=== Text segment ===
— Begin —
Q2. What are 2-3 types of data your research question requires? Address each sub-question (2 pts) Be as specific as you can, what types of variables or indicators are you looking for?
What format should the data be in (e.g., spatial datasets, time-series data, species counts)?
What might be the origin of this data? (e.g., satellite imagery, weather station records, survey data?)
What temporal length and resolution would be ideal to answer this question?
ANSWER:

4.2.2 Data exploration and selection

Now that you have an idea of what kind of data your question requires, the next step is to locate actual datasets that support your inquiry. There are numerous datasets available to public use, including public repositories, government agencies, academic institutions, even data uploaded to repositories like Zendodo and Figshare making data for specific studies discoverable and citable by other researchers. You may even have datasets from your organization that you can use. (Note: If you plan to use a dataset from your organization, you must have direct access to it now, not just a promise that you can obtain it later. Do not commit to a dataset unless you already have it and can work with it this semester). It is up to you to explore a variety of sources and identify datasets that you can retrieve and work with, but here are some ideas and suggestions to get you started.
— End —
(Detection examples)
— Begin —
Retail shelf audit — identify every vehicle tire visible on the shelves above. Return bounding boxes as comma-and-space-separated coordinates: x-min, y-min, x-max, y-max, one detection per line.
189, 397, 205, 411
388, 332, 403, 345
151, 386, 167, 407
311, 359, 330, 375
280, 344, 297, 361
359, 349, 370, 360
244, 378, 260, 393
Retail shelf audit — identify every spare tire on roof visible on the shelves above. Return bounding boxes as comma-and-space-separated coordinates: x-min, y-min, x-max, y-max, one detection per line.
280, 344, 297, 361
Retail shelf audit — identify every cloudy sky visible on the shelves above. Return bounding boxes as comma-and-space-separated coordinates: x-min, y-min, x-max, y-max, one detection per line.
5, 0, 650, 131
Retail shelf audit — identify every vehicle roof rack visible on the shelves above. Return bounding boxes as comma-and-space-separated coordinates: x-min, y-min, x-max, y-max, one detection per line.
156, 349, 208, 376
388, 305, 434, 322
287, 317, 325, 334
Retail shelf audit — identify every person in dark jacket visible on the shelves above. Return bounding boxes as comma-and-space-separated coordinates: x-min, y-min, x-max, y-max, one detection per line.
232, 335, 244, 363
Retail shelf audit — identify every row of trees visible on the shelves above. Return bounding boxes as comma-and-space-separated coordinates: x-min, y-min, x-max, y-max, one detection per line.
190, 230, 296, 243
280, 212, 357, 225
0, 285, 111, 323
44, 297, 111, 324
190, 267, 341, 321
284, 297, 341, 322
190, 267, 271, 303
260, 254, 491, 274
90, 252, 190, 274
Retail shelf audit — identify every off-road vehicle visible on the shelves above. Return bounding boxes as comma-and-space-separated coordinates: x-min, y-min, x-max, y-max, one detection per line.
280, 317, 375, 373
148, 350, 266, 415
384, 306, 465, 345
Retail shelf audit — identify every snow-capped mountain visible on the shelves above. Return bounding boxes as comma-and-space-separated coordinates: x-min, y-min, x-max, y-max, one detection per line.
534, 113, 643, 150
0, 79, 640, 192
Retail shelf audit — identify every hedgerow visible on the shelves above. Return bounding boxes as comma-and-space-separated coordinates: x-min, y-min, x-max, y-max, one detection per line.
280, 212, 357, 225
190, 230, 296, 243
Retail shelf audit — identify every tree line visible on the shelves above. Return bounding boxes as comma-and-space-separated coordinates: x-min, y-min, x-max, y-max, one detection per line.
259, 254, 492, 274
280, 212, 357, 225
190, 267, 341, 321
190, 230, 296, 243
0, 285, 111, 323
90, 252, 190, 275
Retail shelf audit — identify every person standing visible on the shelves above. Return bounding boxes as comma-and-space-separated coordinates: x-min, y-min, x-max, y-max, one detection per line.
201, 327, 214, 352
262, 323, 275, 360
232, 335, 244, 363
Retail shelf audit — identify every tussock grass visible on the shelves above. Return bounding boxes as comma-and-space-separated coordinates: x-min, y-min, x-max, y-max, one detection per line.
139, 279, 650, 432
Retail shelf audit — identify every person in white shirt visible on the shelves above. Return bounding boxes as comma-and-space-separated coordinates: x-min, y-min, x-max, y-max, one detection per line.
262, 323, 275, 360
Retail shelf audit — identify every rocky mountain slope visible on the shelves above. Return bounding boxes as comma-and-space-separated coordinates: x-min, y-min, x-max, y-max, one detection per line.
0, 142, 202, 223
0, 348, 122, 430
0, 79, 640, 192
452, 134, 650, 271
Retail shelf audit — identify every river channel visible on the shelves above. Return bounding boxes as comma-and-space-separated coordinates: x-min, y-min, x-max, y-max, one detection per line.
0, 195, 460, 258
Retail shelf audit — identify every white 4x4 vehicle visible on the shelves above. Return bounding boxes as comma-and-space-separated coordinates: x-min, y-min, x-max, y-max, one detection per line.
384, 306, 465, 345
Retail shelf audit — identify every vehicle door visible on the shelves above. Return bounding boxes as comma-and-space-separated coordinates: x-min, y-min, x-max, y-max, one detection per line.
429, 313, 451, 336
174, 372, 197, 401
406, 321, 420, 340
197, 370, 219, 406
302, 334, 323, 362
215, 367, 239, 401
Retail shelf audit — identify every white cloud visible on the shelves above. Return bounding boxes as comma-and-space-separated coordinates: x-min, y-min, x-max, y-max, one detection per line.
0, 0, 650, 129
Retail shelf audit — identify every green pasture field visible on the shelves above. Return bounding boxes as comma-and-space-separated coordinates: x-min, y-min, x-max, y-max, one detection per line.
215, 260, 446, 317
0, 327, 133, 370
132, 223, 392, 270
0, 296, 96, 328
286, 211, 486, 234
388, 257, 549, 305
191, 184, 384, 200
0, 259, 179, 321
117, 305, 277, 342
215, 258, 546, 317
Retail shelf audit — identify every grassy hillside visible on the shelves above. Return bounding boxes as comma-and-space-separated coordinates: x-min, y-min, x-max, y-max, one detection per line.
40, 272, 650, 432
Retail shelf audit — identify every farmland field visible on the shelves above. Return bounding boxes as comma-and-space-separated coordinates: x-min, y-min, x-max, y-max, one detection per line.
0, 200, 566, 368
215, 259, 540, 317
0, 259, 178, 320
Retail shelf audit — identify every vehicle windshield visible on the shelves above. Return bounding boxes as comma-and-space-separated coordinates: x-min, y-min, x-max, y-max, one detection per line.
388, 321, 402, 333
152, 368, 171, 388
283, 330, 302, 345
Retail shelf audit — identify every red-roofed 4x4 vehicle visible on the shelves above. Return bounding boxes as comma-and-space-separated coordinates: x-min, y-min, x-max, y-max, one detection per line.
— End —
=== Stated goal ===
Return the text on finding research data word for word, between "Q2. What are" and "you looking for?", inclusive.

=== The output ===
Q2. What are 2-3 types of data your research question requires? Address each sub-question (2 pts) Be as specific as you can, what types of variables or indicators are you looking for?